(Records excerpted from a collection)
(begin)

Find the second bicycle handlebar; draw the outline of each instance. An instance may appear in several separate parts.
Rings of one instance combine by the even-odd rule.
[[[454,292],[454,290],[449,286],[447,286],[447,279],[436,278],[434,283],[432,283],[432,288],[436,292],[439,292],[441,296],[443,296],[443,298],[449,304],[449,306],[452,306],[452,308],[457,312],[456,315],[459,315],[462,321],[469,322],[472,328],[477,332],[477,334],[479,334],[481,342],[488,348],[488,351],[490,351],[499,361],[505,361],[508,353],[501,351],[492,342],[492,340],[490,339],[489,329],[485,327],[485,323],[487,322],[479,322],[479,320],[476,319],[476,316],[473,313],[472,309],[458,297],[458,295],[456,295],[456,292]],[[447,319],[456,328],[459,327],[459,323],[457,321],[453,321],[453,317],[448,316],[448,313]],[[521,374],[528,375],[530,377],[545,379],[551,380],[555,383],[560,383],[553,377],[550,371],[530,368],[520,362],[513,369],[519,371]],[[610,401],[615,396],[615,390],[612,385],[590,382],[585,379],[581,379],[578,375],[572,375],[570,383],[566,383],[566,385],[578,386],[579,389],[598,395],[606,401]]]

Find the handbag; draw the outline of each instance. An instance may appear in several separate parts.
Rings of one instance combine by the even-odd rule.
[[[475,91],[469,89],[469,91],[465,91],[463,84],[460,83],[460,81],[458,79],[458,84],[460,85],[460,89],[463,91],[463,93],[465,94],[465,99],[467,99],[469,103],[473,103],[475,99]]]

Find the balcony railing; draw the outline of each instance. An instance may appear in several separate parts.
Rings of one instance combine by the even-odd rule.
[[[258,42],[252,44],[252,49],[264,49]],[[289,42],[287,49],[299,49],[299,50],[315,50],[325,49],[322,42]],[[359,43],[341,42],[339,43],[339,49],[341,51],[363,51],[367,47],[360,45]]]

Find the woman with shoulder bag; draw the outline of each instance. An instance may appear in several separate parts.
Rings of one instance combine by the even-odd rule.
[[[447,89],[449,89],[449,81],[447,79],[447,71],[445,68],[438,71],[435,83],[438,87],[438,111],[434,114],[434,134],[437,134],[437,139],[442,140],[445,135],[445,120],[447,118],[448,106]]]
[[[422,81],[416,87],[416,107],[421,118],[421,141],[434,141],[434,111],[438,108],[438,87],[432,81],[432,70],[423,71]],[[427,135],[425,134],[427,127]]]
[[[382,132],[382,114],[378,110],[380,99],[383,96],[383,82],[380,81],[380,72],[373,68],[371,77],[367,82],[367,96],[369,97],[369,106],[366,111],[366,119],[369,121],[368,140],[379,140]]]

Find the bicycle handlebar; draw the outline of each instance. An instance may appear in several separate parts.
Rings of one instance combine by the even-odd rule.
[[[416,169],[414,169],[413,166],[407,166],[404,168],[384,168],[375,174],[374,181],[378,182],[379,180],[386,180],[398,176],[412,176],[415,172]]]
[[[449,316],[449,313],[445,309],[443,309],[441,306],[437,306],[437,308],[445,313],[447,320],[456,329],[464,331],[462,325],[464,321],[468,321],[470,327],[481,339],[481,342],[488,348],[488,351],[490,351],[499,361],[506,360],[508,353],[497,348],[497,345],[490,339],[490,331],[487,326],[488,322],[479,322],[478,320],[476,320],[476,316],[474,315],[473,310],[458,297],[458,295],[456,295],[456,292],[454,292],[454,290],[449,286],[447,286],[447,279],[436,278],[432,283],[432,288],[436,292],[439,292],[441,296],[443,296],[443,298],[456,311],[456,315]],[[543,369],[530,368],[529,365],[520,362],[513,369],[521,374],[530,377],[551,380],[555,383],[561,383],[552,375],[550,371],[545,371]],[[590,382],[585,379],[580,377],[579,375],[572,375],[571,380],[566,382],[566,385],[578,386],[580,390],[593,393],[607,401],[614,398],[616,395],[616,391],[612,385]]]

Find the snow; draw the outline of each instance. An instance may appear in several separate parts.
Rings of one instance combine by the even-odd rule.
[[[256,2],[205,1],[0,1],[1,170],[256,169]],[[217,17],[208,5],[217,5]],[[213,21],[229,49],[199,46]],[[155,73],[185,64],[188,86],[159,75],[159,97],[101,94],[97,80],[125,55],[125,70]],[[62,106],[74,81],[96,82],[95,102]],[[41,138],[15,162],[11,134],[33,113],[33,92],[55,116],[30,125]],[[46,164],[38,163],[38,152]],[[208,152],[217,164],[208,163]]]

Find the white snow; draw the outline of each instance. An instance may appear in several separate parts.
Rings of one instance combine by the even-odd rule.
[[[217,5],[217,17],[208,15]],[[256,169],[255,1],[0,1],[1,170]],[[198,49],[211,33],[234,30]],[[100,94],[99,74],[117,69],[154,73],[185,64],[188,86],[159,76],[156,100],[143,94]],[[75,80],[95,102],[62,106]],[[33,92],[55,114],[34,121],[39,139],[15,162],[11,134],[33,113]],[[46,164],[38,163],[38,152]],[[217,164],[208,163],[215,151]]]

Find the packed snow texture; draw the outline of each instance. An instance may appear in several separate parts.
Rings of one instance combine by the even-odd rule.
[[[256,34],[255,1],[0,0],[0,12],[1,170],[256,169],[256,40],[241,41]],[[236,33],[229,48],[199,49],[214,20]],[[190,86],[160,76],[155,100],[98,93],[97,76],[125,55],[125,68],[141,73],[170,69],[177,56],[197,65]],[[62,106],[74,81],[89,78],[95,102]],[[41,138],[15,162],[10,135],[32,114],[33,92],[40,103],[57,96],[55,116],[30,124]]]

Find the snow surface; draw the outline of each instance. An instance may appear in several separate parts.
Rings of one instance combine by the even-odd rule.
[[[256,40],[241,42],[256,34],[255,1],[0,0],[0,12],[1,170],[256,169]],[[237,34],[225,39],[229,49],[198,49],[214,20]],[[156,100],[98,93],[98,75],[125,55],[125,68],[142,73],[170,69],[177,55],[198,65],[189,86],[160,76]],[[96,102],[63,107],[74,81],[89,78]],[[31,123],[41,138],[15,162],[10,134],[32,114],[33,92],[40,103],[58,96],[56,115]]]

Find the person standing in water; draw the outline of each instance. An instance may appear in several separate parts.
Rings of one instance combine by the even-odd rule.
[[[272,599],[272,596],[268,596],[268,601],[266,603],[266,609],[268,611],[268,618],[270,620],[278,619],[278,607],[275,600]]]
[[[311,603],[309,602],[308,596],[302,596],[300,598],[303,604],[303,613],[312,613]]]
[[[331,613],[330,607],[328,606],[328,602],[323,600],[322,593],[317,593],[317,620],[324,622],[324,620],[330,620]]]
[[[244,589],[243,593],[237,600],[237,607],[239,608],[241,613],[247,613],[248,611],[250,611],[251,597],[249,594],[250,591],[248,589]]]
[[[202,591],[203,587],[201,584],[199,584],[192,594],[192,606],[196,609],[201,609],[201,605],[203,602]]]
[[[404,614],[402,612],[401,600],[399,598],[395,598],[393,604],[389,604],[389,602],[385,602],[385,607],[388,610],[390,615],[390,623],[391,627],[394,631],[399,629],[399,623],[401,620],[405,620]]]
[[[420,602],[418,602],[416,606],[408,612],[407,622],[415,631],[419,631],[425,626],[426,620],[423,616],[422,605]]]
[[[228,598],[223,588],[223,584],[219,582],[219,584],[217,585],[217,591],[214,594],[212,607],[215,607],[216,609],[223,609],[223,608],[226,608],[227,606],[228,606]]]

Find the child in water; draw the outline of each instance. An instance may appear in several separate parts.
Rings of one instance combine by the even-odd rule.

(end)

EXERCISE | Quote every entry exactly.

ANSWER FOR THE TASK |
Find the second bicycle handlebar; draw the outline of each instance. An instance may appear in several separate parts.
Rings of one instance combine by the even-odd rule.
[[[454,292],[454,290],[449,286],[447,286],[447,279],[436,278],[434,283],[432,283],[432,288],[436,292],[439,292],[441,296],[443,296],[443,298],[449,304],[449,306],[452,306],[452,308],[457,312],[456,315],[459,315],[462,321],[469,322],[472,328],[477,332],[477,334],[479,334],[481,342],[488,348],[488,351],[490,351],[499,361],[505,361],[508,353],[501,351],[492,342],[492,340],[490,339],[489,329],[485,327],[485,323],[487,322],[479,322],[479,320],[476,319],[476,316],[473,313],[472,309],[458,297],[458,295],[456,295],[456,292]],[[447,319],[456,328],[459,327],[459,323],[457,321],[453,321],[453,317],[448,316],[448,313]],[[521,374],[528,375],[530,377],[545,379],[551,380],[555,383],[560,383],[553,377],[550,371],[530,368],[520,362],[513,369],[519,371]],[[610,401],[615,396],[615,390],[612,385],[590,382],[585,379],[581,379],[578,375],[572,375],[570,383],[566,383],[566,385],[578,386],[579,389],[598,395],[606,401]]]

Find the handbag; draw the outline of each instance. An instance may appear in several separate parts.
Rings of one instance combine by the even-odd rule.
[[[475,91],[469,89],[469,91],[465,91],[463,84],[460,83],[460,81],[458,79],[458,84],[460,85],[460,89],[463,91],[463,93],[465,94],[465,99],[467,99],[469,103],[473,103],[475,99]]]

Find the balcony railing; draw the outline of each instance. An instance may appear in several separate parts.
Rings of one instance combine by the even-odd rule.
[[[258,42],[252,44],[252,49],[264,49]],[[289,42],[287,49],[299,49],[299,50],[315,50],[325,49],[322,42]],[[359,43],[341,42],[339,43],[339,49],[341,51],[363,51],[367,47],[360,45]]]

Find the woman with shoulder bag; draw the outline of each instance. An instance may appear in several separate parts.
Rings of one instance combine by the even-odd rule.
[[[447,89],[449,89],[449,81],[447,79],[447,71],[445,68],[438,71],[435,83],[438,87],[438,111],[434,114],[434,134],[437,134],[437,139],[442,140],[445,135],[445,120],[447,118],[448,106]]]
[[[422,81],[416,87],[416,107],[421,118],[421,141],[434,141],[434,111],[438,108],[438,87],[432,81],[432,70],[423,71]],[[427,135],[425,134],[427,127]]]
[[[382,132],[382,114],[378,110],[380,99],[383,96],[383,82],[380,81],[380,72],[373,68],[371,77],[367,82],[367,96],[369,97],[369,106],[366,111],[366,119],[369,121],[368,140],[379,140]]]

Find the bicycle handlebar; draw the outline of each instance. An instance may appear in several separate parts.
Rings of one instance combine by the even-odd rule.
[[[416,169],[414,169],[413,166],[407,166],[404,168],[384,168],[375,174],[374,181],[378,182],[379,180],[386,180],[398,176],[412,176],[415,172]]]
[[[449,316],[449,313],[445,309],[443,309],[441,306],[437,306],[437,308],[445,313],[447,320],[456,329],[464,331],[462,325],[464,321],[468,321],[470,327],[481,339],[481,342],[488,348],[488,351],[490,351],[499,361],[506,360],[508,353],[497,348],[497,345],[490,339],[490,331],[487,326],[488,322],[479,322],[478,320],[476,320],[476,316],[474,315],[473,310],[458,297],[458,295],[456,295],[456,292],[454,292],[454,290],[449,286],[447,286],[447,279],[436,278],[432,283],[432,288],[436,292],[439,292],[441,296],[443,296],[443,298],[456,311],[456,315]],[[543,369],[530,368],[529,365],[520,362],[513,369],[521,374],[530,377],[551,380],[555,383],[561,383],[552,375],[550,371],[545,371]],[[590,382],[585,379],[580,377],[579,375],[572,375],[571,380],[566,382],[566,385],[578,386],[580,390],[593,393],[607,401],[614,398],[616,395],[616,391],[612,385]]]

Find the snow; draw the outline of each instance. An instance may appear in several separate parts.
Rings of one instance combine by the even-odd rule.
[[[256,2],[205,1],[0,1],[1,170],[256,169]],[[217,17],[208,5],[217,5]],[[213,21],[229,49],[199,46]],[[155,73],[185,64],[188,86],[159,75],[159,97],[101,94],[97,80],[125,55],[125,70]],[[62,106],[74,81],[96,82],[95,102]],[[41,138],[15,162],[11,134],[33,113],[33,92],[55,116],[30,125]],[[46,164],[38,163],[38,152]],[[208,152],[217,164],[208,163]]]

Find the white snow; draw the outline of each instance. An instance may appear in several separate parts.
Rings of one instance combine by the even-odd rule.
[[[217,5],[217,17],[208,15]],[[256,169],[255,1],[0,1],[1,170]],[[198,49],[211,33],[234,30]],[[100,94],[99,74],[117,69],[154,73],[185,64],[188,86],[159,76],[156,100],[143,94]],[[75,80],[95,102],[62,106]],[[33,92],[55,114],[34,121],[39,139],[15,162],[11,134],[33,113]],[[46,164],[38,163],[38,152]],[[217,164],[208,163],[215,151]]]

Find the packed snow texture; draw the outline of each instance. An instance may appear in several separate parts.
Rings of one instance combine by the even-odd rule.
[[[256,34],[255,1],[0,0],[0,12],[1,170],[256,169],[256,40],[241,41]],[[236,33],[229,48],[199,49],[214,20]],[[190,86],[160,76],[155,100],[98,93],[97,76],[125,55],[125,68],[141,73],[170,69],[177,56],[197,65]],[[62,106],[74,81],[89,78],[95,102]],[[41,138],[15,162],[10,135],[32,114],[33,92],[40,103],[57,96],[55,116],[30,124]]]

Find the snow surface; draw the outline of each instance. An instance may appear in several separate parts.
Rings of one instance combine by the even-odd rule.
[[[256,40],[241,42],[256,34],[255,1],[0,0],[0,12],[1,170],[256,169]],[[237,34],[225,39],[229,49],[198,49],[214,20]],[[156,100],[98,93],[98,75],[125,55],[125,68],[142,73],[170,69],[177,55],[198,65],[189,86],[160,76]],[[96,102],[63,107],[74,81],[89,78]],[[31,123],[41,138],[15,162],[10,134],[32,114],[33,92],[40,103],[58,96],[56,115]]]

Find the person standing in water; draw the outline of each instance. An instance may appear in several separate parts.
Rings of one instance combine by the even-odd rule.
[[[272,599],[272,596],[268,596],[268,601],[266,603],[266,609],[268,611],[268,618],[270,620],[278,619],[278,607],[275,600]]]
[[[311,603],[309,602],[308,596],[302,596],[300,598],[303,604],[303,613],[312,613]]]
[[[331,613],[330,607],[328,606],[328,602],[323,600],[322,593],[317,593],[317,620],[324,622],[324,620],[330,620]]]
[[[244,589],[243,593],[237,600],[237,607],[239,608],[241,613],[247,613],[248,611],[250,611],[251,597],[249,594],[250,591],[248,589]]]
[[[202,591],[203,587],[201,584],[199,584],[192,594],[192,606],[196,609],[201,609],[201,605],[203,602]]]
[[[404,614],[402,612],[401,600],[399,598],[395,598],[393,604],[389,604],[389,602],[385,602],[385,607],[388,610],[390,615],[390,623],[391,627],[394,631],[399,629],[399,623],[401,620],[405,620]]]
[[[420,602],[418,602],[416,606],[408,612],[407,622],[415,631],[419,631],[425,626],[426,620],[423,616],[422,605]]]
[[[228,598],[223,588],[223,584],[219,582],[219,584],[217,585],[217,591],[214,594],[212,607],[215,607],[216,609],[223,609],[223,608],[226,608],[227,606],[228,606]]]

Find the child in water; draw the outline of each instance. An instance may appear in several separate parts.
Rings of one instance combine by the even-odd rule.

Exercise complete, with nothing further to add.